THE DATA:
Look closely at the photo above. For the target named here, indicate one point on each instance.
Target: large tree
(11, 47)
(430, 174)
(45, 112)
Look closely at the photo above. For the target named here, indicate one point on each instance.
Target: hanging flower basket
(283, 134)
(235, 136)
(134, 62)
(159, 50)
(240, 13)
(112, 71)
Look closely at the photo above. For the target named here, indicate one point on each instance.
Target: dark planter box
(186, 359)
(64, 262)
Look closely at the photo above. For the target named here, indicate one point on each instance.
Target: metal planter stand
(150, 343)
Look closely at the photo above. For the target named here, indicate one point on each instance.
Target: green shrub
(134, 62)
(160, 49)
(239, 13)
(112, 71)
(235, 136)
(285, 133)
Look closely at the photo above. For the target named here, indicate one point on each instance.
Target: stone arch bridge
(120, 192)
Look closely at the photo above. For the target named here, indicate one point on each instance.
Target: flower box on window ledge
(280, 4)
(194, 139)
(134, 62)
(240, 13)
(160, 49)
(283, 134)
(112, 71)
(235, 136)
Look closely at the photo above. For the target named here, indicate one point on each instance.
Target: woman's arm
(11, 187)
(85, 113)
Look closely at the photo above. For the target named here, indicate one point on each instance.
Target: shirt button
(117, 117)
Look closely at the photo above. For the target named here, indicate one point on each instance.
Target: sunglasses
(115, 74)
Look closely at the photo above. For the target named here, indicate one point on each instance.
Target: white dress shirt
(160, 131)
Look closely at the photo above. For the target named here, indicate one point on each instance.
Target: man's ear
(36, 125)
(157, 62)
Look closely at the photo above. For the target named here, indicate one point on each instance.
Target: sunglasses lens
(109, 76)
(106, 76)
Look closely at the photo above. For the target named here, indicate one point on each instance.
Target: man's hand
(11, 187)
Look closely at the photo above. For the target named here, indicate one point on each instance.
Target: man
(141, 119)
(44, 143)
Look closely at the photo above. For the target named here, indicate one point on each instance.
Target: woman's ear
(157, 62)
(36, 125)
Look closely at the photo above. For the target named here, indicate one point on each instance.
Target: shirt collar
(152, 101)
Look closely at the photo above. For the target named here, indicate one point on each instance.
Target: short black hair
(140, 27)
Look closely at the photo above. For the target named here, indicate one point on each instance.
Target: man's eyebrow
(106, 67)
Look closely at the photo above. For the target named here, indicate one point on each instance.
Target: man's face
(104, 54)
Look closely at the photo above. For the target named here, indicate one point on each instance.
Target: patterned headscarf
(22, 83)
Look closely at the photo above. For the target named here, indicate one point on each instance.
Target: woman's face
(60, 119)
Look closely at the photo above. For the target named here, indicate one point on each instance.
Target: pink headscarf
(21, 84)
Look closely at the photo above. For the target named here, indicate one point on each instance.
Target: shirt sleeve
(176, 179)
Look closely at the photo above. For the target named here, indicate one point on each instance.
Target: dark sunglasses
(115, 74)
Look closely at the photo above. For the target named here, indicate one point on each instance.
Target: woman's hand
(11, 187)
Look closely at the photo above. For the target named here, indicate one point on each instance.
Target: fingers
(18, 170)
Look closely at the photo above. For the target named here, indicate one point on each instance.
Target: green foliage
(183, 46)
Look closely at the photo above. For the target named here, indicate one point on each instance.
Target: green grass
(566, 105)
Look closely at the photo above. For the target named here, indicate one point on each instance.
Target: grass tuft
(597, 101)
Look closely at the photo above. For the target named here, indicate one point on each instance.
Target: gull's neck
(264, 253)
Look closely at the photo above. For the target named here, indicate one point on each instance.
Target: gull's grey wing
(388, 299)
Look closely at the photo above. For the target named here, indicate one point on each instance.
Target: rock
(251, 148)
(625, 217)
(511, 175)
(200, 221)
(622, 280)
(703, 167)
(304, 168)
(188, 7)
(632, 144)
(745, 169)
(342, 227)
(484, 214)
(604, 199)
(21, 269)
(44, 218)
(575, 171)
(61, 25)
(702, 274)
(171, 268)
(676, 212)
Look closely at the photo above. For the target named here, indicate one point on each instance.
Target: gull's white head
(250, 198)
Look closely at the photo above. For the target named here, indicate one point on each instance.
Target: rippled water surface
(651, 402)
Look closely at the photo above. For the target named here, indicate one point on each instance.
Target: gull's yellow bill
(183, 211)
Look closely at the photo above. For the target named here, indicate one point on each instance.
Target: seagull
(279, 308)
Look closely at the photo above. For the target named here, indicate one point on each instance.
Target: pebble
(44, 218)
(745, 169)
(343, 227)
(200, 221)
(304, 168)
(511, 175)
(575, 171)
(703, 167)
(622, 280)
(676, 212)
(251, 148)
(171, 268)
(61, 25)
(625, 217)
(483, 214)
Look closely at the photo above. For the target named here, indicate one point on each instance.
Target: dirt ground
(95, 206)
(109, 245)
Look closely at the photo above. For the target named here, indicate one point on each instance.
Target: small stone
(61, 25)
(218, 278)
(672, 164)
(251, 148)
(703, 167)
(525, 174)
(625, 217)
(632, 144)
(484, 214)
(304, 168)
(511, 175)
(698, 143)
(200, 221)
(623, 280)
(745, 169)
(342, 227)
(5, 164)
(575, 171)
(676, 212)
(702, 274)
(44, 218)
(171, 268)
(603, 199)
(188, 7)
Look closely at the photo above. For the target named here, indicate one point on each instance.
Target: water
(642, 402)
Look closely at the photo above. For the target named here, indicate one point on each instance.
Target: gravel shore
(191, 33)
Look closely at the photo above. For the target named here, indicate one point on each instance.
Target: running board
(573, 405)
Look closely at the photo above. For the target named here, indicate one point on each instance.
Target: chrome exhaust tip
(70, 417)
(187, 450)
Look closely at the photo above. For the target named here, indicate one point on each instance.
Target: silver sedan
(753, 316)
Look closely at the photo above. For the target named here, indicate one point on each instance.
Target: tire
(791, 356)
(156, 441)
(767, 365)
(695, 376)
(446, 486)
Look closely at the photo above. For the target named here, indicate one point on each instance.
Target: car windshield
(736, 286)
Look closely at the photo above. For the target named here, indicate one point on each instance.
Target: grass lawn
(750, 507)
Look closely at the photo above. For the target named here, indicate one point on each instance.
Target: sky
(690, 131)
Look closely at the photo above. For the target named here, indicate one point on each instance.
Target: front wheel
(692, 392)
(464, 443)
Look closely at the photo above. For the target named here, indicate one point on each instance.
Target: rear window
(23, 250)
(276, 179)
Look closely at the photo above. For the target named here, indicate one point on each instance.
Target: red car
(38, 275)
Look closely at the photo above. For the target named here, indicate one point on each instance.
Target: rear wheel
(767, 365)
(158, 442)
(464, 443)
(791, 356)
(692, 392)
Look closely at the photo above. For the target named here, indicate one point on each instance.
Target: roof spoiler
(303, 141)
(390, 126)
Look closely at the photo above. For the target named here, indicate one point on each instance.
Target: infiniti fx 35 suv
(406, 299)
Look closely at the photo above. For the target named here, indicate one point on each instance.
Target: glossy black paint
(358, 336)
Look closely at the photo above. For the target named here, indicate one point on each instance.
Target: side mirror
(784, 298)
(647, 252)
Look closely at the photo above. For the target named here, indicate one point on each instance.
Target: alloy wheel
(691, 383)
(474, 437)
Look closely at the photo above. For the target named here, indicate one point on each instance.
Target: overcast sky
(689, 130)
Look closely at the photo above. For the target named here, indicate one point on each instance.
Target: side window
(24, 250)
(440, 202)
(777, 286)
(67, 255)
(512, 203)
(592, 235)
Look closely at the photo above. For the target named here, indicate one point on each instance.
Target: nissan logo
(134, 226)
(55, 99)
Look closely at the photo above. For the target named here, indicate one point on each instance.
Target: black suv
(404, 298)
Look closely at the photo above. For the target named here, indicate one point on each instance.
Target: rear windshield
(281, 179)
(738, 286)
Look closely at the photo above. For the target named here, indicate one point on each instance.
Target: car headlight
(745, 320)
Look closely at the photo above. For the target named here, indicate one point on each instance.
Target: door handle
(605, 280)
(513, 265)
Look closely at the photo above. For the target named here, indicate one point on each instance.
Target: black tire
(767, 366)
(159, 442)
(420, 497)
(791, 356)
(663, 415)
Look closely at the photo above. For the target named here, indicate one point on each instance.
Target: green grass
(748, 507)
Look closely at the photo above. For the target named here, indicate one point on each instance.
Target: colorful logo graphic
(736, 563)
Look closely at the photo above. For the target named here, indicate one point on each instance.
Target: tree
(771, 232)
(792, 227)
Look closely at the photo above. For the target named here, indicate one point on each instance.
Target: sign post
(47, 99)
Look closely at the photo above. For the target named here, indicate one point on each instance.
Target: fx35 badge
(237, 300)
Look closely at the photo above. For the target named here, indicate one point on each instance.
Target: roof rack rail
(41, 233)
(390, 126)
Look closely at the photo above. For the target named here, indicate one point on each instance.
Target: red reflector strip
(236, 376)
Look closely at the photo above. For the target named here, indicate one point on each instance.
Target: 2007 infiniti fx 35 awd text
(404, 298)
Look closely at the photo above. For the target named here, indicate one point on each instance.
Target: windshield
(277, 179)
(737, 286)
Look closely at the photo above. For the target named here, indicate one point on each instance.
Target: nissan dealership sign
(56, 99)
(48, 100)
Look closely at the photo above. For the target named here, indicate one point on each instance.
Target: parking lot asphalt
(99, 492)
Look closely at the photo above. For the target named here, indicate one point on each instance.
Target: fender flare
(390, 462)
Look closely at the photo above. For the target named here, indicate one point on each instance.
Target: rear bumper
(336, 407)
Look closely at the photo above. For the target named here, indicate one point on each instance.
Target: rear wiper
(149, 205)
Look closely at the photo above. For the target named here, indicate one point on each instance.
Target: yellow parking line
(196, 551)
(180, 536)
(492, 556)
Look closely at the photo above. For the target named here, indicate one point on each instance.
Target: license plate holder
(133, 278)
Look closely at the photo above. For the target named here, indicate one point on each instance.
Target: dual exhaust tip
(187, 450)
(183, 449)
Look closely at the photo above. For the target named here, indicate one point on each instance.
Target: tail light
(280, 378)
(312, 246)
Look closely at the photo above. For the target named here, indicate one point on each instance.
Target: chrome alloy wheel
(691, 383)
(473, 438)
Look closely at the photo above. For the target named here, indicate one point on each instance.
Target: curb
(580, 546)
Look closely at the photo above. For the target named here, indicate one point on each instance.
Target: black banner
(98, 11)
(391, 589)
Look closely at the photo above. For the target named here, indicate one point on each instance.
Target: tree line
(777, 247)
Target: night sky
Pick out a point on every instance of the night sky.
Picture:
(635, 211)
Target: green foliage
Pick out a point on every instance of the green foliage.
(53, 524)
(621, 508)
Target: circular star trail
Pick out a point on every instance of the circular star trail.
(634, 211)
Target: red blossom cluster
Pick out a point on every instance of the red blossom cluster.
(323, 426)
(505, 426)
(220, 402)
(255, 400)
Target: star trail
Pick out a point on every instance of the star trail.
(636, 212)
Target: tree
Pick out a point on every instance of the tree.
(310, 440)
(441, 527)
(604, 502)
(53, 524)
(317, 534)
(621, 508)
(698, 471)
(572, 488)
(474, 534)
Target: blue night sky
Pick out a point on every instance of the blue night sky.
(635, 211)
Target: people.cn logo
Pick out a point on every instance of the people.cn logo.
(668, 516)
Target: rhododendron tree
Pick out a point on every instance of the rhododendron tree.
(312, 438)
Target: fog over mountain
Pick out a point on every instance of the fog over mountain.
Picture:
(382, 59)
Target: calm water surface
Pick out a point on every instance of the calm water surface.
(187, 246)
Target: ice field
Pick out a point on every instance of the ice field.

TASK ITEM:
Every line above in which the word "mountain" occurs is to be copied.

TASK RESPONSE:
Target: fog over mountain
Pick out a point on every instance of the fog over mountain.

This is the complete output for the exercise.